(Beginning of Extracted text)
At the end of the 11th century, Benahavís was founded by Arabs. The village was intimately involved with Andalusia's Arabic past, and particularly with Marbella, the municipal district to which it belonged until it was granted the so-called "Carta Puebla" by Philip II in 1572. Montemayor Castle, built prior to the founding of Benahavís, played an important role in disputes between successive Arab rulers in Andalusia, because of its strategic position. It was disputed for many years by the various military factions of the time. Its prominent location overlooking the coast, with up to a hundred kilometres of seaboard visible in clear weather, and even the African coast, was extremely useful at a time when piracy and invasion were commonplace. The town takes its name from Havis, an 11th-century Moorish prince who reigned in Montemayor Castle. The name Benahavís is derived from the Arabic "Binā' Ḥabīsh" (بناء حبيش), meaning "The Building of Ḥabīsh", the word Ḥabīsh' could have come from the Arabic word 'Ḥabashi' (حبشي), which meant Ethiopian, but was used to identify any dark-skinned African, this could indicate that the city was founded by a man of Sub-Saharan African descent.
(End of Extracted text)
(Beginning of Data)
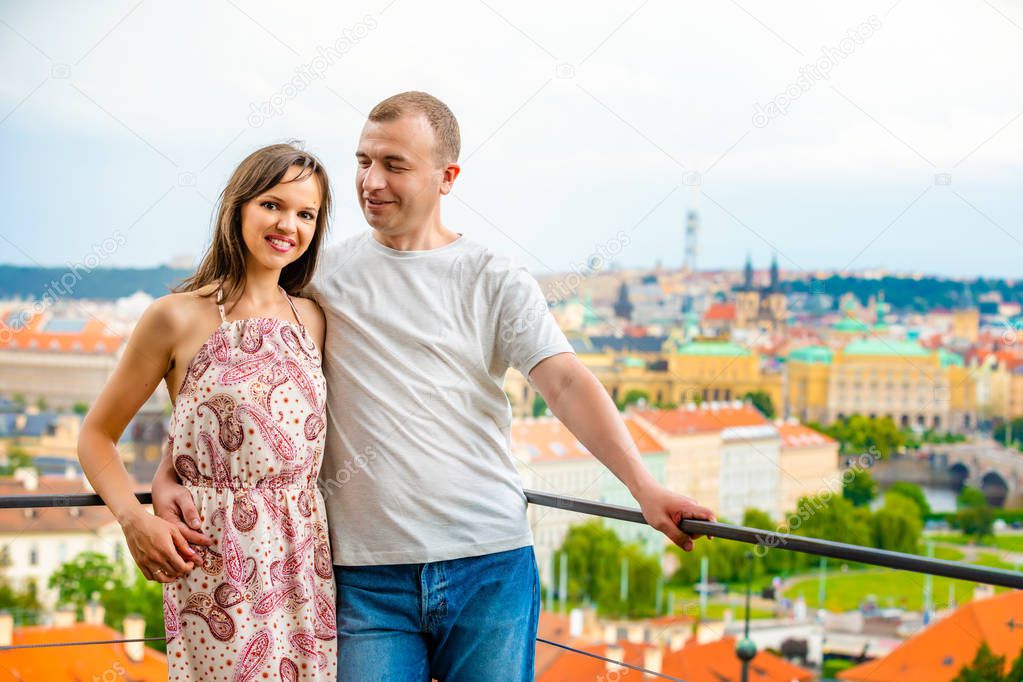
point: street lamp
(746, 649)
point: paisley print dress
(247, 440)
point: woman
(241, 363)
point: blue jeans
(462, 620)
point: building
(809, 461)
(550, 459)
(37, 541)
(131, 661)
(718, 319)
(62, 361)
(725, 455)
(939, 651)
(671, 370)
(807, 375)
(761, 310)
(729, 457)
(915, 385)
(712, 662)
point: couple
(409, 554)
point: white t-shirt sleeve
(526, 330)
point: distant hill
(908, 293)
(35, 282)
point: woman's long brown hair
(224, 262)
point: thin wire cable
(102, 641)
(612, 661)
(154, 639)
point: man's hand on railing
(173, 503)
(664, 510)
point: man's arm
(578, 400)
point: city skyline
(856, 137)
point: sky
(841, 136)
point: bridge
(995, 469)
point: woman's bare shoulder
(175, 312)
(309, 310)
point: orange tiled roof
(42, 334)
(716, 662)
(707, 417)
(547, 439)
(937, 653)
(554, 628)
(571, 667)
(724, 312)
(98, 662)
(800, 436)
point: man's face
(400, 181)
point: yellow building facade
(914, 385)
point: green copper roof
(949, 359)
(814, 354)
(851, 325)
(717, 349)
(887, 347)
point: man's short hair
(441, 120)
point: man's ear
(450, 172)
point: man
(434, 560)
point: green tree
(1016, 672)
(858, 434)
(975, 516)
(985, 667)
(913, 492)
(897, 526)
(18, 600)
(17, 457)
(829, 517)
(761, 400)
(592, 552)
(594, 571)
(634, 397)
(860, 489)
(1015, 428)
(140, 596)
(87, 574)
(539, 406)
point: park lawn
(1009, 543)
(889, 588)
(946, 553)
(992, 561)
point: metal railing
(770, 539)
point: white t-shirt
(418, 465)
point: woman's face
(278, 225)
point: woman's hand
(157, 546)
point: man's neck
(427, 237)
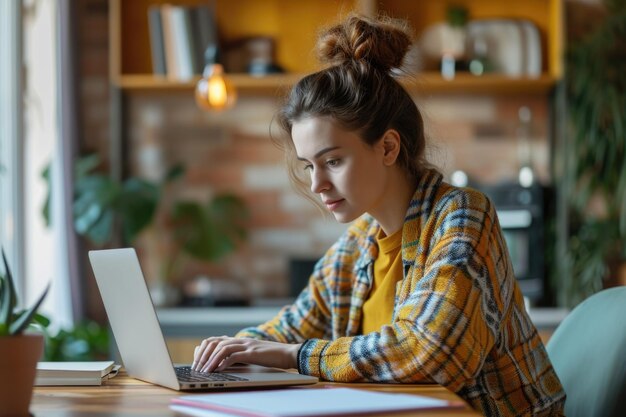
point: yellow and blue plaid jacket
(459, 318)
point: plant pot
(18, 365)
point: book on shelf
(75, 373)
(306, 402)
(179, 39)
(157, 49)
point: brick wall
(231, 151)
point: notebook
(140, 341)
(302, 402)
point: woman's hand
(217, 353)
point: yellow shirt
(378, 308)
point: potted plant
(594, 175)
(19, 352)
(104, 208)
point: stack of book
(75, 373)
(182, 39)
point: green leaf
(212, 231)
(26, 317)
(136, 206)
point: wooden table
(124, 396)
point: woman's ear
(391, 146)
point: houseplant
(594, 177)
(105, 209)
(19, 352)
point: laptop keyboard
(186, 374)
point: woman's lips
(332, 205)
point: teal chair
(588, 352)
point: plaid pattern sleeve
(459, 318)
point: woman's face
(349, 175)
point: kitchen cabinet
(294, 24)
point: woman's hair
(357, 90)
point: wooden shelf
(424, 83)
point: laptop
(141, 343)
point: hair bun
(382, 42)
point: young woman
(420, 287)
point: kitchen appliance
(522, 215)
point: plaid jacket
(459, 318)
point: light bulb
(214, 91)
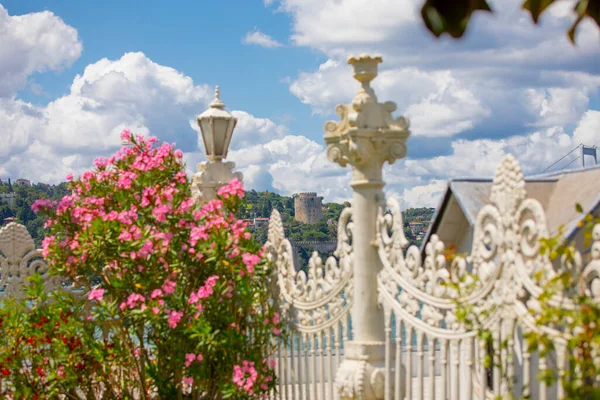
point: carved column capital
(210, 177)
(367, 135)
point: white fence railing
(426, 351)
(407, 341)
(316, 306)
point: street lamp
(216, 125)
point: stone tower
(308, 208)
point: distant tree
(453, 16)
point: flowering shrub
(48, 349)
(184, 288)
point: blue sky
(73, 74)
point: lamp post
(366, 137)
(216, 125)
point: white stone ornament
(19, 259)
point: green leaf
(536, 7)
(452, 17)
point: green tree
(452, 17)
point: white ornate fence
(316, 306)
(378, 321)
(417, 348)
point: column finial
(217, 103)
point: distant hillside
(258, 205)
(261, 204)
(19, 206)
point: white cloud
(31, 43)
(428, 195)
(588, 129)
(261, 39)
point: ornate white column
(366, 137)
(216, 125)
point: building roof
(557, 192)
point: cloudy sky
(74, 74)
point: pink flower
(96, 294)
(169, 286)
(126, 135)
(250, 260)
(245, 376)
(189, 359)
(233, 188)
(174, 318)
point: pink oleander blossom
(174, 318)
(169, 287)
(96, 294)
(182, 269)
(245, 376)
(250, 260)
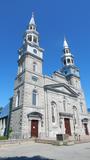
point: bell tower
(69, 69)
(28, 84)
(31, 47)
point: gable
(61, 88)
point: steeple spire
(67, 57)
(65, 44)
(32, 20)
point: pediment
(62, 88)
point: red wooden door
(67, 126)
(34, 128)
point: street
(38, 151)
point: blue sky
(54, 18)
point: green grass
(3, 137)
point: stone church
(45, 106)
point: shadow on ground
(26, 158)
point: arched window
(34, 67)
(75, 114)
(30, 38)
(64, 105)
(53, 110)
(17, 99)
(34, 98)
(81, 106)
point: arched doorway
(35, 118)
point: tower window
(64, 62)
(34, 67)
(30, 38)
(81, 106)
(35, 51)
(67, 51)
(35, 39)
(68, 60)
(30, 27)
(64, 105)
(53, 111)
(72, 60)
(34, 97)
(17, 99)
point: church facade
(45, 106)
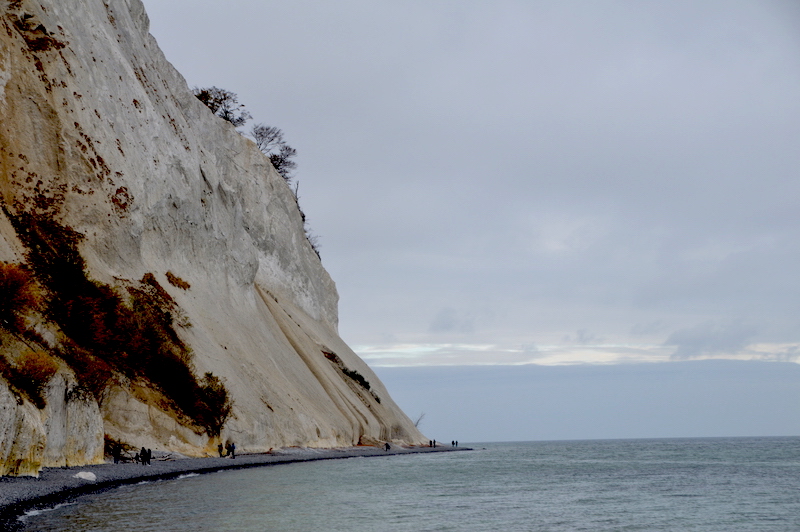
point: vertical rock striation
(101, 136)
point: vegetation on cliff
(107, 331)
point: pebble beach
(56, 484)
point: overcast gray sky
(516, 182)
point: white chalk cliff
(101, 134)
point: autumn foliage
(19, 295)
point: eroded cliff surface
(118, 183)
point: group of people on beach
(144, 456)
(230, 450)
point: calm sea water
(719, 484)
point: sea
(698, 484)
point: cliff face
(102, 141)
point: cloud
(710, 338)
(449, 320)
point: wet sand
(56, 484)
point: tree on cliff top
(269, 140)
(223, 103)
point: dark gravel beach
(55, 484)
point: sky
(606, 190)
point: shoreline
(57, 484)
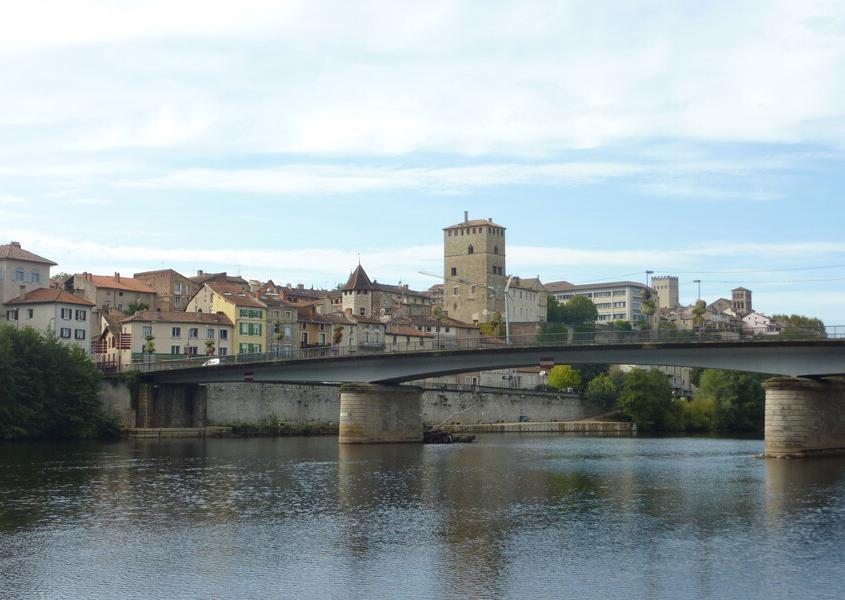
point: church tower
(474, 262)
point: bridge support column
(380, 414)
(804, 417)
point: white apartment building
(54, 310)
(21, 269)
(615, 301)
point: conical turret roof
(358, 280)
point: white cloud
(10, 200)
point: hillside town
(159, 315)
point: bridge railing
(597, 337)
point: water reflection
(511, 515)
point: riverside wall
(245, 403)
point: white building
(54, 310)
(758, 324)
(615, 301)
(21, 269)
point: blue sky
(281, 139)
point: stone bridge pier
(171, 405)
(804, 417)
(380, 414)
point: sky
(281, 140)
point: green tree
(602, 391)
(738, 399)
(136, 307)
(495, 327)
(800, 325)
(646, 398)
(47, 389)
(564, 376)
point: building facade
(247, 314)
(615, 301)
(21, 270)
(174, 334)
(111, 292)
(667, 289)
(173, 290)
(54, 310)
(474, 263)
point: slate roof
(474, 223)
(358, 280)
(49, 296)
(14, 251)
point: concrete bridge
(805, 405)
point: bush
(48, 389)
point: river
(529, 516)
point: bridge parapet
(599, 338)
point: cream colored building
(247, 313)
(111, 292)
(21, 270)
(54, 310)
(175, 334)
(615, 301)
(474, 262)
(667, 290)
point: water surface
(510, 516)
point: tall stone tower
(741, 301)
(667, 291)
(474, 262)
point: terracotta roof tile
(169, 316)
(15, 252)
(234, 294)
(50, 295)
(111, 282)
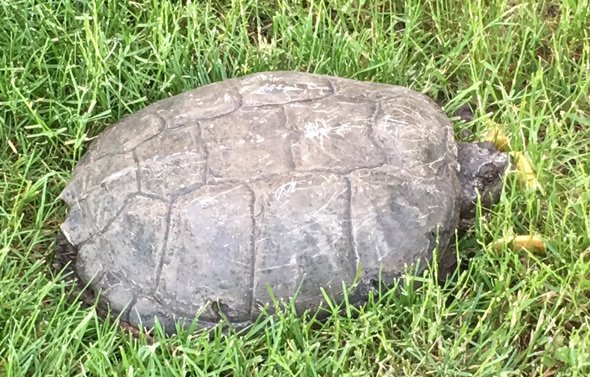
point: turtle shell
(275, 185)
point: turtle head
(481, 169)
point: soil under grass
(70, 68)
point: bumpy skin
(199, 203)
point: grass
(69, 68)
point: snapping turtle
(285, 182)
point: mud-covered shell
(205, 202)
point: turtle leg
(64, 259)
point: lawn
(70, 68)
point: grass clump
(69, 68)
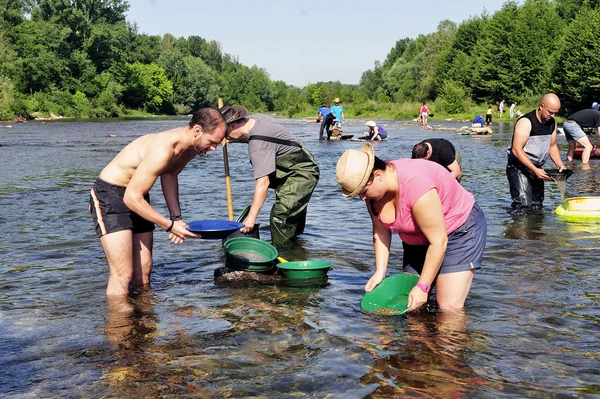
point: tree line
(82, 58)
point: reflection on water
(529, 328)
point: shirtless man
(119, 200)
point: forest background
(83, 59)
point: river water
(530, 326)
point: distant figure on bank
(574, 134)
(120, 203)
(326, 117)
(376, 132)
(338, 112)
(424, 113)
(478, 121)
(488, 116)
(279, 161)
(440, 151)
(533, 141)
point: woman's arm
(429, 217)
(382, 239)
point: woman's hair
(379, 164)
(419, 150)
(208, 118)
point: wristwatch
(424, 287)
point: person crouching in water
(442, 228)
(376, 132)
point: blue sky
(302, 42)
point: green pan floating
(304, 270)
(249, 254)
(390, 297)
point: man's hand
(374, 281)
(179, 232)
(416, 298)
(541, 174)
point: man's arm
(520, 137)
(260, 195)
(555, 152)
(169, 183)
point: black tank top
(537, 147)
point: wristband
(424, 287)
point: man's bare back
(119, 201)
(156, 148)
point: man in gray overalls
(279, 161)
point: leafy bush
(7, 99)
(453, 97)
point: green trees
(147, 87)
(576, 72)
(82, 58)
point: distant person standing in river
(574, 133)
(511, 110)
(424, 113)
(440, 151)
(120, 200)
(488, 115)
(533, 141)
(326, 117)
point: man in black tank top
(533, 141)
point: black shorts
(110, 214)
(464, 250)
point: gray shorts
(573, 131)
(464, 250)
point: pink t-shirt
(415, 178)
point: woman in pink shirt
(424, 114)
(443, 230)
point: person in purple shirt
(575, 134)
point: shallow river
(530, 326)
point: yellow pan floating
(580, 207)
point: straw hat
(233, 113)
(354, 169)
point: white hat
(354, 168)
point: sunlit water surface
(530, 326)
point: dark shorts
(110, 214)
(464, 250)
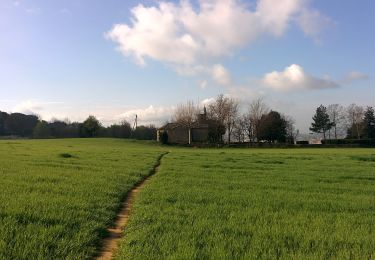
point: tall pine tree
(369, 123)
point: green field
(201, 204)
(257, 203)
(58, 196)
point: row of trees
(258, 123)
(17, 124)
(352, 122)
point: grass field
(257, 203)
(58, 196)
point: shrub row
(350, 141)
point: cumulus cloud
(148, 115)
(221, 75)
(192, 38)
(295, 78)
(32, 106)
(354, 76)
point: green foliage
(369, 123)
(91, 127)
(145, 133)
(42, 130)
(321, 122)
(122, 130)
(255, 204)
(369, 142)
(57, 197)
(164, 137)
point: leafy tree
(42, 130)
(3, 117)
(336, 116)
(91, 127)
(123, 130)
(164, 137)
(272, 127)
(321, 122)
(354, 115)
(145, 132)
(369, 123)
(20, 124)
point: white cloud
(End of Data)
§ **Problems and tasks**:
A) Answer these from the text on Benahavís, one answer a line:
(i) Who granted the village the "Carta Puebla", and in what year?
(ii) In clear weather, how much seaboard could be seen from Montemayor Castle?
(iii) What does the Arabic "Binā' Ḥabīsh" mean?
B) Sum up the text on Benahavís in two sentences.
C) Resume the text on Benahavís's history after its last sentence.
The rows aren't needed for any of this.

§ **Expected results**:
A)
(i) Philip II, in 1572.
(ii) Up to a hundred kilometres.
(iii) "The Building of Ḥabīsh".

B) Benahavís was founded by Arabs at the end of the 11th century and belonged to the municipal district of Marbella until Philip II granted it the "Carta Puebla" in 1572. Montemayor Castle, built before the village, was fought over by Arab rulers and military factions because it overlooked the coast, and the town is named after Havis, an 11th-century Moorish prince who reigned there.

C)
The castle's strategic location drew the attention of the Catholic Monarchs, who were intent on conquering the last Moorish kingdoms in the south of the Iberian Peninsula. Isabel and Ferdinand's forces had already laid siege to the Nazarite kingdom of Granada, but they decided first to occupy the nearby province of Málaga. Soon after, on 11 June 1485, Benahavís, together with the localities of Daidin, Montemayor Castle, Cortes Fortress, Ojen, Arboto, Almáchar, Tramores and Calalui Fort (the Castle of Light), in the Sierra Bermeja, all within the district of Marbella, were handed over to King Ferdinand the Catholic, by Mohammed Abuneza after the signing of the capitulation.

The Catholic Monarchs entrusted their custody to Don Pedro Villandrado, Count of Ribadeo, the first Christian mayor of Benahavís. From that moment on, a dispute arose between Benahavís and Marbella which lasted three and a half centuries, until Benahavís achieved the status of an independent community.